What to work on:
Every record must reappear in the answer exactly as given.

Data supplied:
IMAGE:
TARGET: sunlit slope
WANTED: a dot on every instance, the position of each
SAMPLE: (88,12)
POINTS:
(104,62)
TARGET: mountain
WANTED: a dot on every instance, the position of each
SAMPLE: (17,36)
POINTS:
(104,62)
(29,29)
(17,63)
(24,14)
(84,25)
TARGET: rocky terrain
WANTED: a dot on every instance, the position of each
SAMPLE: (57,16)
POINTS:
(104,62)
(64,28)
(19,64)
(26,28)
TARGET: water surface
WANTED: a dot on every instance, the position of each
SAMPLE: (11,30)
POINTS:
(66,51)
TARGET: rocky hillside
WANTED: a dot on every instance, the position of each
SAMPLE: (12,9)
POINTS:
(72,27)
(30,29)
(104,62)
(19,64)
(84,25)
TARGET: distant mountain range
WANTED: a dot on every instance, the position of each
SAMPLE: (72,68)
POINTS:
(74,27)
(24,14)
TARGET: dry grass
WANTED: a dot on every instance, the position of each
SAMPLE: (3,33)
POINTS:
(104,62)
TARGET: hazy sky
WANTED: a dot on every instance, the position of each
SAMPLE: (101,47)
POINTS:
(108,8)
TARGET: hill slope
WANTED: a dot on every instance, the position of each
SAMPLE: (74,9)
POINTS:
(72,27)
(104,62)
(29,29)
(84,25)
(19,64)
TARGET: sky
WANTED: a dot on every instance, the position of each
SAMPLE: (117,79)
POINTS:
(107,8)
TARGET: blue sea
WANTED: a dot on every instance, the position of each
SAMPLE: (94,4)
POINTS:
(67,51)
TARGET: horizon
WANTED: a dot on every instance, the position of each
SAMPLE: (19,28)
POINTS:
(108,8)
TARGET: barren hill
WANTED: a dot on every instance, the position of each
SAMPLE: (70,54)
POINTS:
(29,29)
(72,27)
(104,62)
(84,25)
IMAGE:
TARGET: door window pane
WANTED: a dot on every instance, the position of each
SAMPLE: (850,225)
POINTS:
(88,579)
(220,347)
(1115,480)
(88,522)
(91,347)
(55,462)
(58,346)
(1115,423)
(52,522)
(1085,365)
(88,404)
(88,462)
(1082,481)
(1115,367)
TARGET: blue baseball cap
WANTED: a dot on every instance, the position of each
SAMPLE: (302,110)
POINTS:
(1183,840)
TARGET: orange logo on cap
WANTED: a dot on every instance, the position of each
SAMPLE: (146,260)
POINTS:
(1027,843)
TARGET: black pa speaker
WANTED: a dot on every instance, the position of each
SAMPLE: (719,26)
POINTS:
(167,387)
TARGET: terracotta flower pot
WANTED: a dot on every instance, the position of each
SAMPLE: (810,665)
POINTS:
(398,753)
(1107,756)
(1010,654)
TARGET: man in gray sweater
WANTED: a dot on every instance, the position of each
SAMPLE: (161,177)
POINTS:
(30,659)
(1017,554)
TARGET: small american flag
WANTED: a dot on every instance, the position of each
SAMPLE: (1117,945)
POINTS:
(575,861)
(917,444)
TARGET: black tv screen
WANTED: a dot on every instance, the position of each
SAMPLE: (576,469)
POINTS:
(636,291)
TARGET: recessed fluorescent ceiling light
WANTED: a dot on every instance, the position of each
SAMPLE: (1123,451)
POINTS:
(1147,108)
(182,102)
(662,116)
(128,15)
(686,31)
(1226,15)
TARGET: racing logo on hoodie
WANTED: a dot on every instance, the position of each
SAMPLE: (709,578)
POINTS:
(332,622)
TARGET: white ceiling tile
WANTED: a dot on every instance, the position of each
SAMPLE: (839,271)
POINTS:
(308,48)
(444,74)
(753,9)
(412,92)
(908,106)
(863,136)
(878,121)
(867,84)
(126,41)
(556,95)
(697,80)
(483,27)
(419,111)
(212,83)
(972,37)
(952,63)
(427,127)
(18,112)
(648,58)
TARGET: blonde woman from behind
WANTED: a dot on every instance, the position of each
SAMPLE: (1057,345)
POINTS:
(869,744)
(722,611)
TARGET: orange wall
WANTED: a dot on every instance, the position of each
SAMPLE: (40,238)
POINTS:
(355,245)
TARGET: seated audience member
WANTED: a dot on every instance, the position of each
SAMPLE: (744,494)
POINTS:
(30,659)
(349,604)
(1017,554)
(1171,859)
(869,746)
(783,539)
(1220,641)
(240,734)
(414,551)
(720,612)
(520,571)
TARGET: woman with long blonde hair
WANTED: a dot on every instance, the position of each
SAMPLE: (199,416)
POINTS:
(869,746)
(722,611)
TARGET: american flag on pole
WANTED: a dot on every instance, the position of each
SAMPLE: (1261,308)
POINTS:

Response box:
IMAGE:
TARGET: sunlit slope
WANTED: a dot on every instance, the position of each
SAMPLE: (88,12)
POINTS:
(104,62)
TARGET: mountain
WANTED: a dot on every instance, the position of each
SAMPLE: (17,36)
POINTS:
(104,62)
(29,29)
(17,63)
(24,14)
(84,25)
TARGET: rocky terrain
WANTED: a dot on every instance, the position of each
SAMPLE: (57,16)
POINTS:
(104,62)
(64,28)
(19,64)
(26,28)
TARGET: water surface
WANTED: a dot on every instance, the position of each
SAMPLE: (11,30)
POINTS:
(66,51)
TARGET: rocky hillside
WANTED: a dot on every instance, the position of each
SAMPLE: (12,9)
POINTS:
(72,27)
(30,29)
(104,62)
(19,64)
(84,25)
TARGET: distant mountain range
WANTED: a dot on every instance, the position of each
SAMPLE: (72,68)
POINTS:
(74,27)
(24,14)
TARGET: dry grass
WANTED: a dot on every instance, the position of each
SAMPLE: (3,33)
POINTS:
(104,62)
TARGET: hazy sky
WANTED: a dot on every instance, the position of each
SAMPLE: (101,47)
POINTS:
(108,8)
TARGET: hill slope
WANTED: a dot on every instance, the position of each
SAMPLE: (74,9)
POINTS:
(72,27)
(104,62)
(29,29)
(84,25)
(19,64)
TARGET: sky
WANTED: a dot on every instance, the position of each
SAMPLE: (117,79)
POINTS:
(107,8)
TARGET: blue sea
WANTED: a dot on every instance, the position of each
SAMPLE: (94,4)
POINTS:
(67,51)
TARGET: horizon
WANTED: a dot on every instance, the position of each
SAMPLE: (19,28)
POINTS:
(108,8)
TARGET: barren hill
WANTED: a dot on every instance, the position of each
SAMPLE: (70,54)
POINTS:
(29,29)
(72,27)
(104,62)
(84,25)
IMAGE:
TARGET: door window pane
WANTED: a dot on every instance, the position of each
SAMPLE: (850,225)
POINTS:
(88,579)
(220,347)
(1115,480)
(88,522)
(91,347)
(55,462)
(58,346)
(1115,423)
(52,522)
(1085,365)
(88,404)
(88,462)
(1082,481)
(1115,367)
TARGET: blue baseball cap
WANTED: a dot on every instance, the position of each
SAMPLE: (302,110)
POINTS:
(1183,840)
TARGET: orange logo on cap
WANTED: a dot on every instance, the position of each
SAMPLE: (146,260)
POINTS:
(1027,843)
TARGET: black pa speaker
WANTED: a dot on every instance, the position of each
SAMPLE: (719,26)
POINTS:
(167,387)
TARGET: terracotta flower pot
WANTED: a dot on every instance, the position of each
SAMPLE: (810,665)
POINTS:
(398,753)
(1107,756)
(1010,654)
TARGET: man in gray sweater
WANTED: a dot on every instance, the position of each
SAMPLE: (161,177)
POINTS:
(30,659)
(1017,554)
TARGET: small american flag
WANTED: a dot on every instance, the position of each
SAMPLE: (1117,945)
POINTS:
(575,861)
(917,444)
TARGET: black tv screen
WANTED: a dot on every instance, the position of each
SAMPLE: (576,469)
POINTS:
(636,291)
TARGET: recessed fluorescent ceiling light
WANTED: a dot on every instance, the position of each
SAMPLE: (1123,451)
POINTS:
(1147,108)
(182,102)
(662,116)
(128,15)
(686,31)
(1226,15)
TARGET: racing logo on hoodie
WANTED: a dot on every instance, the position of each
SAMPLE: (709,578)
POINTS:
(332,622)
TARGET: white ceiling tile
WANTED: a dot on every instance, the position of each
SAMPLE: (839,271)
POINTS:
(308,48)
(444,74)
(753,9)
(412,92)
(908,106)
(863,136)
(878,121)
(867,84)
(126,41)
(556,95)
(697,80)
(483,27)
(419,111)
(212,83)
(972,37)
(952,63)
(427,127)
(18,112)
(648,58)
TARGET: blonde woman from behind
WANTED: a dot on every instance, the position of each
SAMPLE: (1057,345)
POINTS:
(869,744)
(722,611)
TARGET: orange wall
WANTED: a dot on every instance, the position of each
SAMPLE: (40,238)
POINTS:
(355,245)
TARGET: seated audience member
WANTED: a dot on every instance, the position of each
SAMPLE: (744,494)
POINTS:
(30,659)
(349,604)
(1017,554)
(1171,859)
(869,746)
(783,539)
(1220,641)
(240,734)
(414,551)
(720,612)
(520,571)
TARGET: woman with long blonde hair
WANTED: a dot on every instance, the position of each
SAMPLE: (199,416)
POINTS:
(869,746)
(722,611)
TARGET: american flag on pole
WANTED: a dot on every instance, the position of each
SAMPLE: (1261,308)
POINTS:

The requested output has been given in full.